#### [DOCUMENT SEGMENT]
══════

Nyctimystes avocalis
- Conservation status: Least Concern (IUCN 3.1)

Scientific classification
- Kingdom: Animalia
- Phylum: Chordata
- Class: Amphibia
- Order: Anura
- Family: Hylidae
- Genus: Nyctimystes
- Species: N. avocalis
- Binomial name: Nyctimystes avocalis Zweifel, 1958
- Synonyms: Litoria avocalis (Zweifel, 1958) ;

= Nyctimystes avocalis =

- Authority: Zweifel, 1958
- Conservation status: LC

Species of amphibian

Nyctimystes avocalis is a species of frog in the subfamily Pelodryadinae. It is endemic to Papua New Guinea and is only known from its type locality on the east slope of Goodenough Island, one of the D'Entrecasteaux Islands. It has been given the common name loud big-eyed treefrog.

==Description==
The type series consists of three males and two females. The males measure 33–35 mm and the larger female 47 mm in snout–vent length. The canthus rostralis is distinct as is the tympanum, although the upper margin of the latter is concealed by the supratympanic fold. The outer fingers are half-webbed. The hind limbs are relatively long and the toes are almost fully webbed. Skin is dorsally mildly granular and ventrally (including the throat) coarsely granular. The dorsal ground color is usually gray and there are lichen-like patches of tan on the body and the back of the head. One specimen, however, is brown without obvious markings. The tibia are irregularly banded. Males lack vocal sac and vocal-sac openings, which is unusual within the genus Nyctimystes.

==Habitat and conservation==
The type series was collected near a small creek in oak-rain-forest transition at about 900 m above sea level. Breeding probably occurs in torrential streams where the tadpoles develop.

The lower altitudes of Goodenough Island (below 300 m) are heavily impacted by gardening and fires, as well as expanding human population, but as of 2004, higher altitudes were intact. Nyctimystes avocalis is not known from any protected areas.

══════

#### [EXERCISE DATA]

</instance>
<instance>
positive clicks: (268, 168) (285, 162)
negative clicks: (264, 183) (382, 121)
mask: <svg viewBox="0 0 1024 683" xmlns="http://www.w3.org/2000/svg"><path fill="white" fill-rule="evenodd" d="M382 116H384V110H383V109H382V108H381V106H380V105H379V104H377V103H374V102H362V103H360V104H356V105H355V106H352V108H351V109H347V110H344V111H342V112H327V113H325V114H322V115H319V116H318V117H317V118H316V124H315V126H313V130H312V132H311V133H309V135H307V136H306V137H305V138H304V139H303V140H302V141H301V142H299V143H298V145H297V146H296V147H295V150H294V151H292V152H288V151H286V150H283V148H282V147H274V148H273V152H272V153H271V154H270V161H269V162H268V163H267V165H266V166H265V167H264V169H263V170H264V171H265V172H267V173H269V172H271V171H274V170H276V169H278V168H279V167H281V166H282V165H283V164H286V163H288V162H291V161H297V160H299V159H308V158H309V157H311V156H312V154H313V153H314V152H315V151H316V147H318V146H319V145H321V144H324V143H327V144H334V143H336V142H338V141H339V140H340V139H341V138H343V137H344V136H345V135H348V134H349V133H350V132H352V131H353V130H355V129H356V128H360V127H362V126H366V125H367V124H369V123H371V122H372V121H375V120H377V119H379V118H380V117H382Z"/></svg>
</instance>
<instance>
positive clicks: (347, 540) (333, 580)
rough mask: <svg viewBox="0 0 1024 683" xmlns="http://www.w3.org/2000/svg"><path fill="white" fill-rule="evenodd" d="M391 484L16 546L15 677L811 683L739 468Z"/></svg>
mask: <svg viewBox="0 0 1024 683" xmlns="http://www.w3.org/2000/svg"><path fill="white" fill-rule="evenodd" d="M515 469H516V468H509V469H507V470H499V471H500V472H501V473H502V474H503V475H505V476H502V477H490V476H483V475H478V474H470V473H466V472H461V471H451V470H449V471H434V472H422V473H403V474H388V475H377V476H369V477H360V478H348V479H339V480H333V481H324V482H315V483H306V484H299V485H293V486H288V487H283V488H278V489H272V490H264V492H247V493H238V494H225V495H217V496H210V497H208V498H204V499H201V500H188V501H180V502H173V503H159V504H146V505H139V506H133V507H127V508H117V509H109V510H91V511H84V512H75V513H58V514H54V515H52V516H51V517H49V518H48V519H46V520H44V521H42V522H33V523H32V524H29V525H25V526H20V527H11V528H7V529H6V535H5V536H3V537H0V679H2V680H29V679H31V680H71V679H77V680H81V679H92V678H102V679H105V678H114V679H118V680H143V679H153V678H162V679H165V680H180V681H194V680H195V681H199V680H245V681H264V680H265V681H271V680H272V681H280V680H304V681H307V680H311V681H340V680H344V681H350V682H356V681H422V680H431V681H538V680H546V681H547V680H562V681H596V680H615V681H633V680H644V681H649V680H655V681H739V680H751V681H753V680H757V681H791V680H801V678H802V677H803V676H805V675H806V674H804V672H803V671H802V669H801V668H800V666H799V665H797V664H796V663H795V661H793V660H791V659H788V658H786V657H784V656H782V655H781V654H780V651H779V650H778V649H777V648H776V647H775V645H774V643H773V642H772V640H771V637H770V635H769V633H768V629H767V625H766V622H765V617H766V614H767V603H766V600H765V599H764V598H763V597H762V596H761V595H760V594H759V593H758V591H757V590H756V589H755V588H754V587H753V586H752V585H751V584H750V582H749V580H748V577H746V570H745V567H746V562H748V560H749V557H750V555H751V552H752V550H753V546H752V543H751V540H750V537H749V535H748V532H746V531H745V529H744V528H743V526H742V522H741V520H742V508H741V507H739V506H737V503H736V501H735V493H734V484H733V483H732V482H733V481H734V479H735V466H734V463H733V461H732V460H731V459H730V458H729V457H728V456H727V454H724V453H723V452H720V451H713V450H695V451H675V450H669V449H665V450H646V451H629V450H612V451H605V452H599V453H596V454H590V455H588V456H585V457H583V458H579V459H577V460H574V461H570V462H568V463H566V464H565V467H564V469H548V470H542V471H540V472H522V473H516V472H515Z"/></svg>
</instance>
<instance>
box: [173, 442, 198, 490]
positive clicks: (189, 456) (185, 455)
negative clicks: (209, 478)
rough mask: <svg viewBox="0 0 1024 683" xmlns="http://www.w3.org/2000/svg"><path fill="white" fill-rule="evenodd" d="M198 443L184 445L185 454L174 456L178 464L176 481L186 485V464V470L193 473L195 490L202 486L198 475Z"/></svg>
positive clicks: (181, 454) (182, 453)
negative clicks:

══════

#### [EXERCISE DESCRIPTION]
Output the full text on Nyctimystes avocalis, unchanged. The lines are unrelated to the text about the frog.

#### [TASK RESPONSE]
Nyctimystes avocalis
- Conservation status: Least Concern (IUCN 3.1)

Scientific classification
- Kingdom: Animalia
- Phylum: Chordata
- Class: Amphibia
- Order: Anura
- Family: Hylidae
- Genus: Nyctimystes
- Species: N. avocalis
- Binomial name: Nyctimystes avocalis Zweifel, 1958
- Synonyms: Litoria avocalis (Zweifel, 1958) ;

= Nyctimystes avocalis =

- Authority: Zweifel, 1958
- Conservation status: LC

Species of amphibian

Nyctimystes avocalis is a species of frog in the subfamily Pelodryadinae. It is endemic to Papua New Guinea and is only known from its type locality on the east slope of Goodenough Island, one of the D'Entrecasteaux Islands. It has been given the common name loud big-eyed treefrog.

==Description==
The type series consists of three males and two females. The males measure 33–35 mm and the larger female 47 mm in snout–vent length. The canthus rostralis is distinct as is the tympanum, although the upper margin of the latter is concealed by the supratympanic fold. The outer fingers are half-webbed. The hind limbs are relatively long and the toes are almost fully webbed. Skin is dorsally mildly granular and ventrally (including the throat) coarsely granular. The dorsal ground color is usually gray and there are lichen-like patches of tan on the body and the back of the head. One specimen, however, is brown without obvious markings. The tibia are irregularly banded. Males lack vocal sac and vocal-sac openings, which is unusual within the genus Nyctimystes.

==Habitat and conservation==
The type series was collected near a small creek in oak-rain-forest transition at about 900 m above sea level. Breeding probably occurs in torrential streams where the tadpoles develop.

The lower altitudes of Goodenough Island (below 300 m) are heavily impacted by gardening and fires, as well as expanding human population, but as of 2004, higher altitudes were intact. Nyctimystes avocalis is not known from any protected areas.